● What you need to do: Within the records below, reproduce without change the lines from the line that has "box: [316, 169, 483, 219]" through the line that has "200L343 201L358 209L348", and only those.

(Beginning of Record excerpts)

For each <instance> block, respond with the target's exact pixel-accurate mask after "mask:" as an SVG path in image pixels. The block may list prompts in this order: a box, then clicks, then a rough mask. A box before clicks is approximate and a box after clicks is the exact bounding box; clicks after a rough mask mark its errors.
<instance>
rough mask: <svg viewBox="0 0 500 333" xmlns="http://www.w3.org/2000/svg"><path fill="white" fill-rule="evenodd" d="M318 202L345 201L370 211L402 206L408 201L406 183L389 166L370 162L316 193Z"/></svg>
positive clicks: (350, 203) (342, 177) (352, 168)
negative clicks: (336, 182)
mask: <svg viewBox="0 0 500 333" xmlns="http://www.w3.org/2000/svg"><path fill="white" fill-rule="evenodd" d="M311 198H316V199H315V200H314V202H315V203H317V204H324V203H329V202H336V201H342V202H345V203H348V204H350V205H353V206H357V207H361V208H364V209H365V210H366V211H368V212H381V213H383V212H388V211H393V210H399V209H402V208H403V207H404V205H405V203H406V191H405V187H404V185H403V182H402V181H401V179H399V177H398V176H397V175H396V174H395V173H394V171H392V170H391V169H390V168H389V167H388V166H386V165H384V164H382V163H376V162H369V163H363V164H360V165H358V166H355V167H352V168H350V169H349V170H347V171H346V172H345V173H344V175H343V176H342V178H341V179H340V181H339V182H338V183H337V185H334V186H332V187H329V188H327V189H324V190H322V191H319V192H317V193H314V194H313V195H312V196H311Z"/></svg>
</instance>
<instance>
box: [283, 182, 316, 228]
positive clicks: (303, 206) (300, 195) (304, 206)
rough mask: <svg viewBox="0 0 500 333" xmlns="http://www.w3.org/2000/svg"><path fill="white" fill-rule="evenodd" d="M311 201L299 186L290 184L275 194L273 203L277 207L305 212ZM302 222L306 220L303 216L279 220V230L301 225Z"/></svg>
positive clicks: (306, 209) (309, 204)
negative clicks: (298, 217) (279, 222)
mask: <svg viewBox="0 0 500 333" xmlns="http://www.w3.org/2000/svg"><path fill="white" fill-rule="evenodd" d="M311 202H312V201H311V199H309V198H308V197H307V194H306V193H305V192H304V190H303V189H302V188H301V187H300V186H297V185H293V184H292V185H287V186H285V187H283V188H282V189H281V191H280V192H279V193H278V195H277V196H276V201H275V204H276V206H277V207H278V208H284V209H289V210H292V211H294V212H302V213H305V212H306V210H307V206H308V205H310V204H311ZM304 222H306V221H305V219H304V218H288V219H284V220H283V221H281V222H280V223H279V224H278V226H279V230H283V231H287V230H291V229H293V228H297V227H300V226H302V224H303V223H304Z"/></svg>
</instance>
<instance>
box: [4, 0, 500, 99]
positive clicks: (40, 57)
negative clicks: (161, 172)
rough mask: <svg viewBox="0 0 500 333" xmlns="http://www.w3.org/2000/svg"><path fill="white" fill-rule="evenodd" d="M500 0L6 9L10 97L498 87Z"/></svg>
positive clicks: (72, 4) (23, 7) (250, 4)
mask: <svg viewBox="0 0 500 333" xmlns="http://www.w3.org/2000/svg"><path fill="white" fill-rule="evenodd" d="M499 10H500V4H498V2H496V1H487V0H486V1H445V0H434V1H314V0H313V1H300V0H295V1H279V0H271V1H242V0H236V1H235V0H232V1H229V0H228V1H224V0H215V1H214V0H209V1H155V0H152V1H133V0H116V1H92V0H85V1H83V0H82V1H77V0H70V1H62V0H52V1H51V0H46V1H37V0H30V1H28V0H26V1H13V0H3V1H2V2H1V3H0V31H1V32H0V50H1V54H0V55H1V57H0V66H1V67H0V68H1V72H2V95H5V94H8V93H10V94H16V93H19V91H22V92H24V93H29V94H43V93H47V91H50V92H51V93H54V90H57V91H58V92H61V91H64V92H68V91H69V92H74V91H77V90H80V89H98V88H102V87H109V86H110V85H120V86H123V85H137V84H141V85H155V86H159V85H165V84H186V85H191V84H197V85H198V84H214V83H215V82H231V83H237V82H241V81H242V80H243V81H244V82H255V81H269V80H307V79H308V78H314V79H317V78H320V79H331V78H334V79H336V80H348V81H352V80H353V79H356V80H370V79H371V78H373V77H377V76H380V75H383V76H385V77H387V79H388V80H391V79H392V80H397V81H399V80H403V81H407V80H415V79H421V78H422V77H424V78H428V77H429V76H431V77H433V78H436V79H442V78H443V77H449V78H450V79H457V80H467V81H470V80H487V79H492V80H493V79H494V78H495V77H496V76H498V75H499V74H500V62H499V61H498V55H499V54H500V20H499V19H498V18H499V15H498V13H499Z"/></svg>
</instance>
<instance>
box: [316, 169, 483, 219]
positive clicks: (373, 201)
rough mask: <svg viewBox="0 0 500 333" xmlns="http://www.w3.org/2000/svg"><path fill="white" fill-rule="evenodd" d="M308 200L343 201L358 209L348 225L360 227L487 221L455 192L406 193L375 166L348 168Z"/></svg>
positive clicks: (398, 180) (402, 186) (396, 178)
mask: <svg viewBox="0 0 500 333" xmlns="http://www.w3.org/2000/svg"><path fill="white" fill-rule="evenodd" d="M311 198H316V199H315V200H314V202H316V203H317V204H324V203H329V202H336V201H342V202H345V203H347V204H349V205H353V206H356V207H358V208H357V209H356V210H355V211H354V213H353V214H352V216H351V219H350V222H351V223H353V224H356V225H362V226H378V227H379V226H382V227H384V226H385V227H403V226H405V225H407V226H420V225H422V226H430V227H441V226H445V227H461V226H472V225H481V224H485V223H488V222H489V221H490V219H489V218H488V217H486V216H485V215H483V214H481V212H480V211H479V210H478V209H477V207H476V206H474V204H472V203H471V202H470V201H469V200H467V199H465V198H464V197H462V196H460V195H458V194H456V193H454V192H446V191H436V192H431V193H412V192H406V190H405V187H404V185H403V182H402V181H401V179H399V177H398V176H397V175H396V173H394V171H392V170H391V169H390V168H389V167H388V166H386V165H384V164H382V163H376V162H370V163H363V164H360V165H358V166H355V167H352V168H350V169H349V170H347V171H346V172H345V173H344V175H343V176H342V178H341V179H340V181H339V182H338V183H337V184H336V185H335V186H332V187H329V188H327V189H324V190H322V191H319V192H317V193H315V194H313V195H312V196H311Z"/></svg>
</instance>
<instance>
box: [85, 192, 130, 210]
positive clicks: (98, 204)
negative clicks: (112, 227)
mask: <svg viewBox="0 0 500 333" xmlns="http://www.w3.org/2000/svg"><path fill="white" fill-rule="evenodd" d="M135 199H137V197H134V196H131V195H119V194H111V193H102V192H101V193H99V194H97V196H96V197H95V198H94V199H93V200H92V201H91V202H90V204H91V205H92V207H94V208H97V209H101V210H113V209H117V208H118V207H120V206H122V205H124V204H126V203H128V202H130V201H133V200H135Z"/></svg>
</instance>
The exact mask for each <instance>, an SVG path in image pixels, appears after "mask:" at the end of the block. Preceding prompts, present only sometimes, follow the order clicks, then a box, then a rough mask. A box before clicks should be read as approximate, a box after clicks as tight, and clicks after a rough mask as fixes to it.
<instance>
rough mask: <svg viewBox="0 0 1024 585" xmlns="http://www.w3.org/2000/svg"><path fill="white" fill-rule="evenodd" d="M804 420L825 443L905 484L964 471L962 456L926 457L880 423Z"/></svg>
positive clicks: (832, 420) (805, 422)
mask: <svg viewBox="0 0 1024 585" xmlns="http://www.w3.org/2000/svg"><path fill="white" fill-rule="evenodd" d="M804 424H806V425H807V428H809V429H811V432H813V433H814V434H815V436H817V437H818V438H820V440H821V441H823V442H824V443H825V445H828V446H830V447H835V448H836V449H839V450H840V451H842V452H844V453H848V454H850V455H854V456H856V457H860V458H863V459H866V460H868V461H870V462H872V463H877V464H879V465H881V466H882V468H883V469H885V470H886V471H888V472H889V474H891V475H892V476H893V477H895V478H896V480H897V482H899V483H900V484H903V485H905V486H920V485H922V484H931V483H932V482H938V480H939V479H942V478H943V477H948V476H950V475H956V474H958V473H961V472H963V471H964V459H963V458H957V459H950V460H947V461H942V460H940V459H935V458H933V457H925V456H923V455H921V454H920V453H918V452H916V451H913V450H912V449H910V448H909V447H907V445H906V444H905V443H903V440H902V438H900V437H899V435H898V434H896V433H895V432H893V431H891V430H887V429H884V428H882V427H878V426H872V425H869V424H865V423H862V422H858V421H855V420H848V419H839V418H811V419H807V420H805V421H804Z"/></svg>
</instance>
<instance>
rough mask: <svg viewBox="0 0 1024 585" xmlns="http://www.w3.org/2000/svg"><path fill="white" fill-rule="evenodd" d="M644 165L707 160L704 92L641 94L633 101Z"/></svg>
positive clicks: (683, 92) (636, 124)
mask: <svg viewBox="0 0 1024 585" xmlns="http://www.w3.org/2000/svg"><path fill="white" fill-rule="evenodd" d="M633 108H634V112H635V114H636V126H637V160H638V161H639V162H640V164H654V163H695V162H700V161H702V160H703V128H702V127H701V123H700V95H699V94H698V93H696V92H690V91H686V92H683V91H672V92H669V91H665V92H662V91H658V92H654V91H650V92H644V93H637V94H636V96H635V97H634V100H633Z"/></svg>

(End of Record excerpts)

● Result:
box: [316, 169, 483, 219]
positive clicks: (373, 201)
rough mask: <svg viewBox="0 0 500 333" xmlns="http://www.w3.org/2000/svg"><path fill="white" fill-rule="evenodd" d="M308 200L343 201L358 209L348 225L360 227L487 221L455 192L406 193L375 166L348 168Z"/></svg>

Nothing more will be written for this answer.